Set task 1:
Copy the records verbatim, everything from the line containing "Locate every instance of the white baseboard" down to the final line of the records.

Excerpt provided:
We can see that from 2004 to 2013 the pace and PPG are fluctuating around 93 and 98 respectively, but from 2014 these two stats keep growing and especially in 2019 the pace rise to 101 from 98 last year and PPG increases by nearly 6 points more than last season. It’s easy to find a positive associaiton between pace and PPG since the more possessions you have the more chances you can score, though also gives their opponents more chances.
* The formula for pace is: ((Tm Poss + Opp Poss) / (2 x (Tm MP / 5))). The first part of the equation sums Team Possessions and Opponent’s Possessions. The latter half of the equation uses Team Minutes Played, which is the total number of minutes played by each player on the team. StatNBA
Team_splits %>% select(year, ortg, pctWins) %>% group_by(year) %>%
ggplot(aes(x = year, y=ortg, alpha = pctWins, color = pctWins)) +
geom_jitter(size = 2) +
scale_colour_gradient(low = "#8ec5ff", high = "#19293a",breaks
=c(0.2,0.4,0.6,0.8), labels=c("20%","40%","60%","80%"))+
geom_smooth(linetype = 'longdash', colour = '#C9082A', se = FALSE, size = 2, show.legend = F) +
scale_x_continuous(labels = unique(Team_splits$year), breaks = unique(Team_splits$year)) +
guides(alpha=FALSE)+
ggtitle('Average Offensive Rating Per Game') +
xlab('') +
ylab('') +
labs(colour="% Win")+
theme_minimal() +
theme(axis.text.x = element_text(angle = 45, vjust = 0.5,color = "#000000", size = 11),
axis.text.y = element_text(color = "#000000", size = 11),
plot.title = element_text(size = 17.5, face = 'bold'))
This plot shows average offrtg (offensive rating, a statistic used to measure a team’s offensive performance) of each teams in these 15 years. The color reflects the Win Percentage of each team. The darker the marker is, the more the team wins.
The dashed line is the fitted line of the data. It seems that teams with higher offensive rating(points above the dashed line) tends to have a higher Win Percentage(Darker points).
Offensive Rating shows that the offensive ability of each team started growing from 2013 and reached an unprecedented level in 2018. We are curious about is there any other reasons for such high offensive performance these years except the high pace?

Extracted entries:
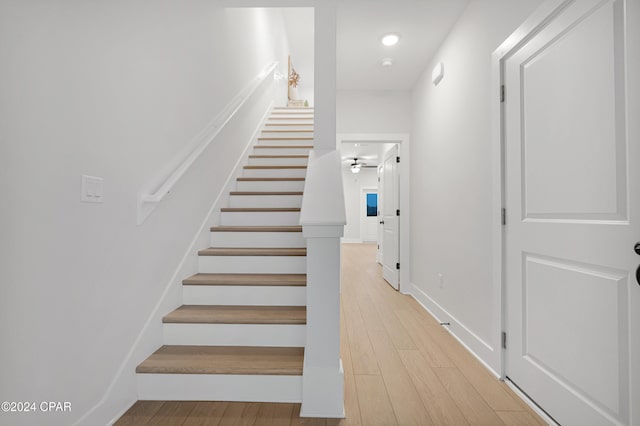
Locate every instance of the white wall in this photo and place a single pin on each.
(299, 23)
(373, 111)
(451, 176)
(353, 184)
(113, 89)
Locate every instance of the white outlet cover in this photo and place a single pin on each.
(91, 190)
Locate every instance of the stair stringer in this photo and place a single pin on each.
(151, 333)
(230, 387)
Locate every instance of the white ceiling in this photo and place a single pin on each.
(368, 153)
(422, 25)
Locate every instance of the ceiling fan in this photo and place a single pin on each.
(355, 163)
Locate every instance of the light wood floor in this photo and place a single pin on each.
(401, 368)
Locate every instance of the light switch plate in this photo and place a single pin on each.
(91, 189)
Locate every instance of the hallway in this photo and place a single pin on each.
(400, 366)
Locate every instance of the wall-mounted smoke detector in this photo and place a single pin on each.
(437, 73)
(390, 39)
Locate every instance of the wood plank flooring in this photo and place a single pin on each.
(401, 368)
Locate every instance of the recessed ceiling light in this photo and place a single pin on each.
(390, 39)
(386, 62)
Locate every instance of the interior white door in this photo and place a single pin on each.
(391, 220)
(572, 219)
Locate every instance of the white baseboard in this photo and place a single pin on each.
(350, 241)
(122, 389)
(531, 404)
(484, 352)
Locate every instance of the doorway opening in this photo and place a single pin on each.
(364, 169)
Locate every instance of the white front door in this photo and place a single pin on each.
(572, 211)
(390, 218)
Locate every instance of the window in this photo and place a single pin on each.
(372, 204)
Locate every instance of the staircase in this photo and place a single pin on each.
(240, 334)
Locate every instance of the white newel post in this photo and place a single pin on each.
(323, 219)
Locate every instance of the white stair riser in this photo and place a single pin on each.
(244, 295)
(292, 114)
(284, 142)
(219, 387)
(276, 126)
(252, 264)
(282, 335)
(265, 200)
(267, 150)
(270, 185)
(279, 161)
(274, 172)
(294, 109)
(285, 134)
(258, 239)
(260, 218)
(297, 120)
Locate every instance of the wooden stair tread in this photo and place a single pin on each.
(297, 228)
(296, 280)
(290, 118)
(253, 360)
(278, 156)
(253, 251)
(281, 108)
(288, 124)
(292, 112)
(275, 167)
(286, 139)
(266, 193)
(225, 314)
(287, 131)
(244, 179)
(283, 146)
(259, 209)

Set task 2:
Continue the NBA pace and offensive rating analysis from the point where it stops.

Task result 1:
Locate every instance of the white baseboard in this photo and place a single pin on each.
(350, 241)
(122, 389)
(531, 404)
(484, 352)
Locate every instance of the doorway opening in this photo and place a single pin on each.
(364, 169)
Locate every instance of the white front door in this photo and place a single pin on each.
(572, 211)
(390, 218)
Locate every instance of the window in this photo and place a single pin on each.
(372, 204)
Locate every instance of the staircase in this photo and place a single pin on each.
(240, 334)
Locate every instance of the white newel post in this photo and place a single pin on each.
(323, 219)
Locate every instance of the white stair riser in this photo and place a single pin on each.
(244, 295)
(292, 114)
(284, 142)
(219, 387)
(276, 126)
(252, 264)
(282, 335)
(265, 200)
(267, 150)
(270, 185)
(279, 161)
(274, 172)
(294, 109)
(285, 134)
(258, 239)
(260, 218)
(297, 120)
Locate every instance of the wooden stair tread in this photo and place a single pin on each.
(297, 228)
(296, 280)
(290, 118)
(253, 360)
(278, 156)
(253, 251)
(281, 108)
(288, 124)
(292, 112)
(275, 167)
(286, 139)
(266, 193)
(225, 314)
(287, 131)
(244, 179)
(283, 146)
(259, 209)

Task result 2:
* offrtg = 100x((Points)/(POSS). It measures a team’s points scored per 100 possessions. On a player level, this statistic is team points scored per 100 possessions while he is on court. StatNBA
p1 <- Team_splits %>% select(year, fg3a, fg2a) %>%
gather(key = 'type', value = 'attempt', -c(year)) %>%
group_by(year, type) %>% summarise(attempt = mean(attempt)) %>%
ggplot(aes(x = year, y = attempt, group = year)) +
#geom_boxplot(aes(color = type)) +
#geom_line() +
geom_bar(stat = 'identity', fill = '#C9082A') +
facet_grid(type ~., scales = 'free_y', labeller = as_labeller(c(`fg2a` = '2 pointer', `fg3a` = '3 pointer'))) +
scale_color_manual(values = c('#17408B', '#C9082A')) +
scale_x_continuous(labels = unique(Team_splits$year), breaks = unique(Team_splits$year)) +
xlab('') +
ylab('') +
#ylim(0, 2500) +
ggtitle('Field Goals Attempt') +
theme_minimal() +
theme(axis.text.x = element_text(angle = 60, vjust = 0.5,color = "#000000", size = 15),
axis.text.y = element_text(color = "#000000", size = 15),
strip.text.y = element_text(size = 10, colour = '#FFFFFF', face = 'bold'),
strip.background = element_rect(fill = '#17408B', colour = 'white'),
plot.title = element_text(size = 17.5, face = 'bold'),
legend.position = 'none')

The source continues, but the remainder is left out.